* _Source extract_:
The United Nations Aids chief has warned that a cut to US funding could lead to over six million further deaths worldwide from the disease over the next four years. Winnie Byanyima also said there will be an additional 2,000 new HIV infections each day.
She claimed that the decision to pause foreign aid was already having devastating consequences and urged the White House to reverse the decision. Many HIV treatment and prevention programmes funded by the US have received stop-work orders. This has led to the closure of mother and baby clinics in Africa and severe shortages of life-saving anti-retroviral (ARV) medicines.
Ms Byanima thanked Washington for its previous generosity and humanity and said it was “reasonable” for the US “to want to reduce its funding – over time”.
However, she added that the “sudden withdrawal of lifesaving support [was] having a devastating impact”.
Stocks of HIV drugs are already running low in a number of countries across the globe, many of them in Africa.
The World Health Organisation (WHO) said Nigeria, Kenya, Lesotho, South Sudan, Burkina Faso, Mali, Haiti and Ukraine could soon run out of HIV drugs after the US funding pause.
Ms Byanyima said she feared a return to the 1990s, when HIV medication was scarcely available in poorer countries, and infections and deaths soared.
The US President Donald Trump announced the pause on foreign aid, for an initial 90 days, on his first day in office in January as part of a review into government spending.
The majority of the US Agency for International Development’s (USAID) programmes have since been terminated.
In February, Trump posted on his Truth Social page that USAID’s spending “IS TOTALLY UNEXPLAINABLE… CLOSE IT DOWN!”
The United States Agency for International Development (USAID) was set up in the early 1960s to administer humanitarian aid programmes on behalf of the US government.
It employs around 10,000 people, two-thirds of whom work overseas, according to the Congressional Research Service.
It has bases in more than 60 countries and works in dozens of others. However, most of the work on the ground is carried out by other organisations that are contracted and funded by USAID.

* _Your task_: Reproduce the passage of the article on US funding cuts and HIV word for word, from "The United States" up to and including "funded by USAID.".

* _Stored data entries_:
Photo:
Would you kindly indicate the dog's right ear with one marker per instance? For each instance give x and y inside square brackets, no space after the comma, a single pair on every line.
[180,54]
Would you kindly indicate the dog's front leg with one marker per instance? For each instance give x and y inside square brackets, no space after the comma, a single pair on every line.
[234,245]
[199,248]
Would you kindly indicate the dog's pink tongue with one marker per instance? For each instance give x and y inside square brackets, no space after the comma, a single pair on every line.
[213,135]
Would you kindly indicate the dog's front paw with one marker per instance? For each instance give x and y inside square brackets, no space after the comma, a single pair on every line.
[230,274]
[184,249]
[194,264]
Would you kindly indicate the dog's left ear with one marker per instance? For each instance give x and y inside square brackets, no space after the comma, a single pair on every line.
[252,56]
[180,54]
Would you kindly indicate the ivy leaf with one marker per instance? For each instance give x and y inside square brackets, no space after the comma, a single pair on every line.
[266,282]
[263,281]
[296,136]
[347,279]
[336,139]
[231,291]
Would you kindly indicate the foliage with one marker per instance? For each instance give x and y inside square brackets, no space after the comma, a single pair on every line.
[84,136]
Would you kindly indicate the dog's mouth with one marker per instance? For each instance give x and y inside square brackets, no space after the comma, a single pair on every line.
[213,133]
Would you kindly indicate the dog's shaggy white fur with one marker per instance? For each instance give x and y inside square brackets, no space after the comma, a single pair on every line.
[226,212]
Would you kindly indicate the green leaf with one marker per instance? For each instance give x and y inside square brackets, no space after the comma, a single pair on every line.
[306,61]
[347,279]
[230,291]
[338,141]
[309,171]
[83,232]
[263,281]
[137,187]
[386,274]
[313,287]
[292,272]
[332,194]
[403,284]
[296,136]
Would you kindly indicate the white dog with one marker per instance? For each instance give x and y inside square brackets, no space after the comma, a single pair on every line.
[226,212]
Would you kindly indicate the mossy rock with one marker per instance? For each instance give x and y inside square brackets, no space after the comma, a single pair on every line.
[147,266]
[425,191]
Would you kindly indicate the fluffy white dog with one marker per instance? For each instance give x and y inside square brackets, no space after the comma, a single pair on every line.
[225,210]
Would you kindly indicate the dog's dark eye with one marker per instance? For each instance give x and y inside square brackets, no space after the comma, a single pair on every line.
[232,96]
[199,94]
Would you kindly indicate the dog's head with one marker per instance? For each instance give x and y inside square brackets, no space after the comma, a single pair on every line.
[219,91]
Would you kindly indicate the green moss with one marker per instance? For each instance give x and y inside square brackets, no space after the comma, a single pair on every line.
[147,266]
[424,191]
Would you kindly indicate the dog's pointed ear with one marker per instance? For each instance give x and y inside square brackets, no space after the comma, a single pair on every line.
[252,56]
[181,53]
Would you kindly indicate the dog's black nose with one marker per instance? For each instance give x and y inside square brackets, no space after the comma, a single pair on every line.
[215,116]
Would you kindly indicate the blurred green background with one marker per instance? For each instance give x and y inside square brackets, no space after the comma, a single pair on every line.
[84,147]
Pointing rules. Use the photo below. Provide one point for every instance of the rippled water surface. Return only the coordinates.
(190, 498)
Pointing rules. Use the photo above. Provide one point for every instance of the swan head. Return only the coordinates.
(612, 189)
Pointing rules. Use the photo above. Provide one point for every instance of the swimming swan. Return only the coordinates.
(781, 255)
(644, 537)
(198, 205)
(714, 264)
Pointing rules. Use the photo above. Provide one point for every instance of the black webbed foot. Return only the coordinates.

* _Exercise solution_:
The United States Agency for International Development (USAID) was set up in the early 1960s to administer humanitarian aid programmes on behalf of the US government.
It employs around 10,000 people, two-thirds of whom work overseas, according to the Congressional Research Service.
It has bases in more than 60 countries and works in dozens of others. However, most of the work on the ground is carried out by other organisations that are contracted and funded by USAID.